* **Exercises to complete**:
1. In the interview with Jessica Akerman, which firm makes up her suffrage patch designs?
2. Please list the ongoing themes in her work that Jessica Akerman names in the interview.

* **Document section**:
══════
Courtauld Artist at Work: Jessica Akerman

Our Artists at Work exhibition in the Drawings Gallery is in full swing. We thought it would be a fantastic opportunity to shed some light on the artists among our colleagues at The Courtauld. Here we have Jessica Akerman, Event Producer for the Research Forum discussing her practices.

 

Could you tell us about your practice – what media you work in, what subject matter you focus on, what inspires you?

My work draws on social history, landscape and I work in a variety of media; it depends on the project. My work is inspired by social history – ongoing themes include military architecture, gentrification and women’s working lives. I’m particularly interested in exploring these in relation to British landscape and culture.

I’ve been working with accessories in the last couple of years. Throughout 2018, I’m creating a suffrage patch each month, celebrating different aspects of the suffrage movement. I’ve also just finished as one of 100 female Lead Artists on Processions 2018, making a banner for the Cardiff procession, a live activist artwork. My banner (and accompanying cardboard armour) was inspired by dazzle ships and the homemade armour of suffragettes. And I’ve been using leather offcuts to make foil-embossed jewellery inspired by surveillance and Early Warning System architecture.

Tell us about your working environment(s).

I’m currently working mostly in my home studio in Bristol (where I’ve recently moved). It’s useful being able to carry on working at home in the evenings, and also to be able to make more of a mess than I did when I shared my studio space (on Ridley Road in Dalston)! I’m making small objects at the moment so don’t need masses of space. I send off my suffrage patch digital designs to my embroiderers, Lacemarket Embroidery in Nottingham, and they make them up, send them back, and I trim them. It’s great working with craftspeople who are enthusiastic about the project, and understand the nuances of working on artist projects as well as with commercial clients. (They work for Paul Smith, Grayson Perry and others.)

 

Do you work anywhere other than, or in addition to, a studio – and if so, where?

I’ve just finished working with Made in Roath, a community art organisation, in their shop front studio in Cardiff. Here we made the banner for Processions 2018. It was nice working just off a local high street and have curious people walk past and pop in to see what all our geometric, fluorescent fabrics were about. I use J.T. Bachelor’s and Little Workshop in Hackney for embossing and punching leather. I’m currently programming the Engage conference which is on art, health and wellbeing, and will be at The Whitworth in Manchester in November, so I have occasional meetings there with their inspiring engagement team.

How does your working environment affect your art (if at all)?
══════
* **Material provided**:
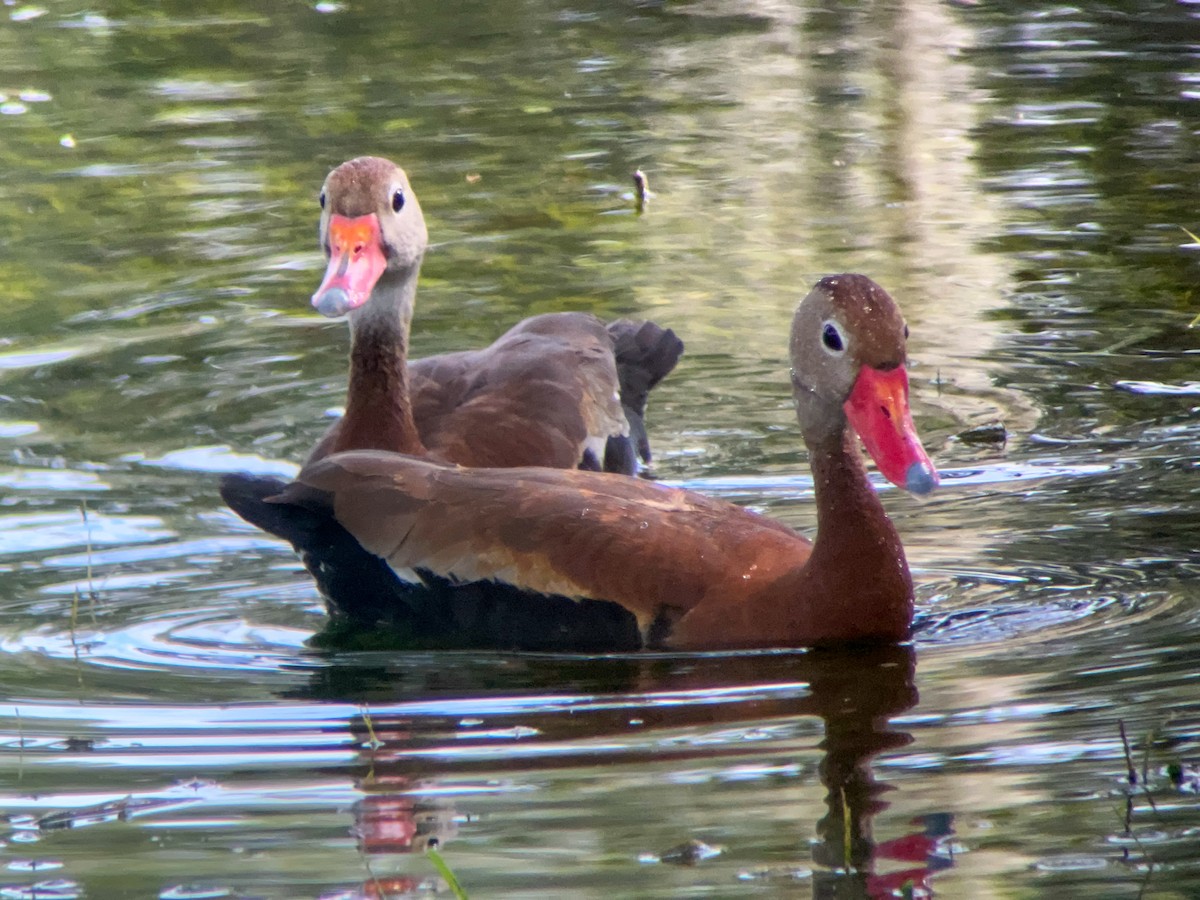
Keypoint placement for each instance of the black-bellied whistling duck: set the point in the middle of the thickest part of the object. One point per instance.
(694, 573)
(549, 393)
══════
* **Answers**:
1. Lacemarket Embroidery in Nottingham.

2. Military architecture, gentrification, and women's working lives.